(Data records)
* Start *
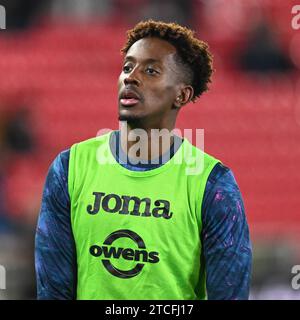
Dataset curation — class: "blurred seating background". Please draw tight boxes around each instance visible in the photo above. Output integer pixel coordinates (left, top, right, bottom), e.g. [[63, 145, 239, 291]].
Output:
[[0, 0, 300, 299]]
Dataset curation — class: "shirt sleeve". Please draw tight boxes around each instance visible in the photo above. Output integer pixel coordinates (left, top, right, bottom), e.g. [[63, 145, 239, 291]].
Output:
[[35, 150, 77, 300], [201, 163, 252, 300]]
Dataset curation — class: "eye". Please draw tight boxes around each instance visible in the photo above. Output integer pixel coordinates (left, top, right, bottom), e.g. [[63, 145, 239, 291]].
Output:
[[123, 65, 132, 73], [146, 67, 159, 75]]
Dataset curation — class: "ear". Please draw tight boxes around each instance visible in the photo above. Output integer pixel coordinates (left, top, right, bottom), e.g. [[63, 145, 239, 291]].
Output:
[[174, 86, 194, 108]]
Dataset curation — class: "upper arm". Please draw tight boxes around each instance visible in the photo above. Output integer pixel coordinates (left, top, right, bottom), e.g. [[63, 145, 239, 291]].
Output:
[[35, 151, 76, 299], [202, 164, 252, 300]]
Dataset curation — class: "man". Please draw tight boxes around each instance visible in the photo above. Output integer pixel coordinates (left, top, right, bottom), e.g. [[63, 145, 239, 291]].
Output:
[[36, 20, 252, 299]]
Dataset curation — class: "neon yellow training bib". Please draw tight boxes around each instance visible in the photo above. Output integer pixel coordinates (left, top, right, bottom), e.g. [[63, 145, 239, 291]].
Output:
[[68, 132, 219, 300]]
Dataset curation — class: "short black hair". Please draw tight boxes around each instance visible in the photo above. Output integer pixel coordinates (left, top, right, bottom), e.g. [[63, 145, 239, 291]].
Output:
[[121, 20, 213, 102]]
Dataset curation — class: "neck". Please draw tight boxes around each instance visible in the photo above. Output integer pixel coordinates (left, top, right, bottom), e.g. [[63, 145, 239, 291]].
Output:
[[120, 121, 175, 161]]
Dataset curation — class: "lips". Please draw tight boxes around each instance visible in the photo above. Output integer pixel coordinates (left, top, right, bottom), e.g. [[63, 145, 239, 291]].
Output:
[[120, 89, 141, 107]]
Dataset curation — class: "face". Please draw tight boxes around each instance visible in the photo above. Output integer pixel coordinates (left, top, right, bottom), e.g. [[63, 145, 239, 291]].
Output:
[[118, 38, 186, 128]]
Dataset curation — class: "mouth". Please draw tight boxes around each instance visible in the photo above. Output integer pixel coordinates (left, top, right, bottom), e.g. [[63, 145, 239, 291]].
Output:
[[120, 89, 141, 107]]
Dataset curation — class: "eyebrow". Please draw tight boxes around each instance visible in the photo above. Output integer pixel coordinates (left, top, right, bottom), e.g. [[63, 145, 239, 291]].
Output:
[[124, 56, 161, 63]]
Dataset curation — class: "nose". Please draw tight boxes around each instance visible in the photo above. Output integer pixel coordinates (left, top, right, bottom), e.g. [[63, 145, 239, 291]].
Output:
[[124, 68, 140, 87]]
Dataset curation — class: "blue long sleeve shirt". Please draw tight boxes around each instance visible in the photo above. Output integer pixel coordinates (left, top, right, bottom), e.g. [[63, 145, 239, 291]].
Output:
[[35, 134, 252, 300]]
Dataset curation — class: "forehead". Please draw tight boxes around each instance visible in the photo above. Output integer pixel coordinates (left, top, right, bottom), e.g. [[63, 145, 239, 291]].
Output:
[[125, 38, 176, 62]]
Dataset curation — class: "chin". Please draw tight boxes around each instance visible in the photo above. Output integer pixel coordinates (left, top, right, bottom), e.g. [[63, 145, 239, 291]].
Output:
[[119, 113, 142, 122]]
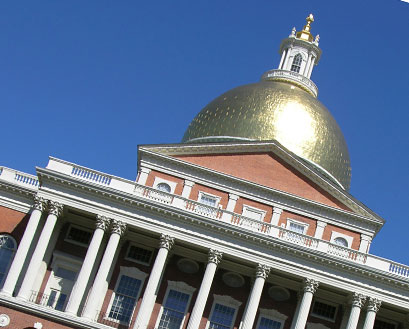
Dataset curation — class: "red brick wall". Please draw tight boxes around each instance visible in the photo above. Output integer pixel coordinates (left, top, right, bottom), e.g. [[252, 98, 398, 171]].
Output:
[[177, 153, 350, 210], [146, 170, 184, 195]]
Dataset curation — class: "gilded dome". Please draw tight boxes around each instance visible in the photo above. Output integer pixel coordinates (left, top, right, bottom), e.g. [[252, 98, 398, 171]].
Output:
[[182, 80, 351, 189]]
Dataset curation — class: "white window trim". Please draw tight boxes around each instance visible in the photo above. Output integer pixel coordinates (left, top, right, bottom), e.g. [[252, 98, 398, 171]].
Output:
[[64, 223, 94, 247], [330, 231, 354, 248], [155, 281, 196, 328], [256, 308, 288, 329], [153, 177, 178, 194], [205, 295, 241, 329], [310, 298, 339, 322], [125, 242, 155, 266], [286, 218, 310, 234], [241, 204, 267, 222], [104, 266, 148, 324], [197, 191, 222, 208]]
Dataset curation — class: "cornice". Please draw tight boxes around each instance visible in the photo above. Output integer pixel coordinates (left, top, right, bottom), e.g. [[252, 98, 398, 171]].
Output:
[[38, 168, 409, 289], [141, 151, 383, 234]]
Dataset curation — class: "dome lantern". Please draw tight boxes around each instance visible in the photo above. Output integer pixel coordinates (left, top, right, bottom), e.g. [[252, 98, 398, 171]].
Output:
[[261, 14, 321, 97]]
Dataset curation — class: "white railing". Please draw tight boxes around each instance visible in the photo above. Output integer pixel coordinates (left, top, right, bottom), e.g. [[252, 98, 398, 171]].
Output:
[[71, 166, 112, 186], [0, 167, 39, 189], [261, 70, 318, 97]]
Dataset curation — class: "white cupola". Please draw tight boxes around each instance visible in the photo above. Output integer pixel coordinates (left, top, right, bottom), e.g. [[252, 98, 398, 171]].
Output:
[[261, 14, 321, 97]]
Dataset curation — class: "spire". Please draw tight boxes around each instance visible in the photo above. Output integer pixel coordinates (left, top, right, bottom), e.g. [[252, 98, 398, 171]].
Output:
[[296, 14, 314, 42]]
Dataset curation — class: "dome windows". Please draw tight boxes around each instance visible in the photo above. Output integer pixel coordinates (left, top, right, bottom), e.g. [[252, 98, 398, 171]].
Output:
[[291, 54, 302, 73]]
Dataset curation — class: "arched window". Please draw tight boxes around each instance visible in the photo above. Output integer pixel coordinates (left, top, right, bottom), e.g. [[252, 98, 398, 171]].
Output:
[[291, 54, 302, 73], [0, 234, 17, 285], [156, 183, 171, 193], [334, 237, 348, 248]]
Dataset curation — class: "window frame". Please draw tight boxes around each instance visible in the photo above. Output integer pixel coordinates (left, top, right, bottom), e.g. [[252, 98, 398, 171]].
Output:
[[64, 223, 94, 248], [330, 231, 354, 248], [285, 218, 310, 235], [153, 177, 178, 194], [197, 191, 222, 208], [205, 295, 242, 329], [104, 266, 148, 325], [0, 233, 18, 287], [256, 308, 288, 329], [124, 242, 155, 266], [154, 280, 196, 329], [310, 298, 339, 322], [241, 204, 267, 222]]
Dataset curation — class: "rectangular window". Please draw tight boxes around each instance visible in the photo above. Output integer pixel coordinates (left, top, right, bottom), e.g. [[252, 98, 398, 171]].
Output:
[[109, 275, 141, 323], [158, 289, 190, 329], [257, 317, 281, 329], [65, 226, 92, 246], [311, 301, 337, 320], [209, 303, 236, 329], [287, 220, 307, 234], [126, 245, 153, 265]]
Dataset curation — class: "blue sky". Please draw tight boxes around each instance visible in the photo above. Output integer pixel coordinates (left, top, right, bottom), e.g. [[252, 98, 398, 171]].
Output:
[[0, 0, 409, 264]]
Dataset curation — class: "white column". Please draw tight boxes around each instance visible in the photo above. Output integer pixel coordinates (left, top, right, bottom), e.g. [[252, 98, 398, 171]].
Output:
* End *
◆ Stated task
Copy the records from the start up to and including the line with "[[35, 150, 77, 300], [201, 163, 252, 300]]", keeping the requests and their format samples as they are. Scale every pixel coordinate in the answers by 2.1, rounding to whole numbers with halves rounded up, and leave the pictures out.

◆ Result below
Dataset curation — class: "blurred seating background". Please draw tight boxes around each instance visible in the photo above. Output integer pixel coordinates (left, top, right, bottom), e.g. [[63, 145, 239, 291]].
Output:
[[0, 0, 630, 628]]
Dataset curation — class: "shirt sleeve". Please draw tight boxes around each instance visible in the photo above. Output integer pixel coordinates (left, top, right, bottom), e.g. [[63, 145, 239, 291]].
Output:
[[74, 315, 162, 630], [422, 342, 529, 630]]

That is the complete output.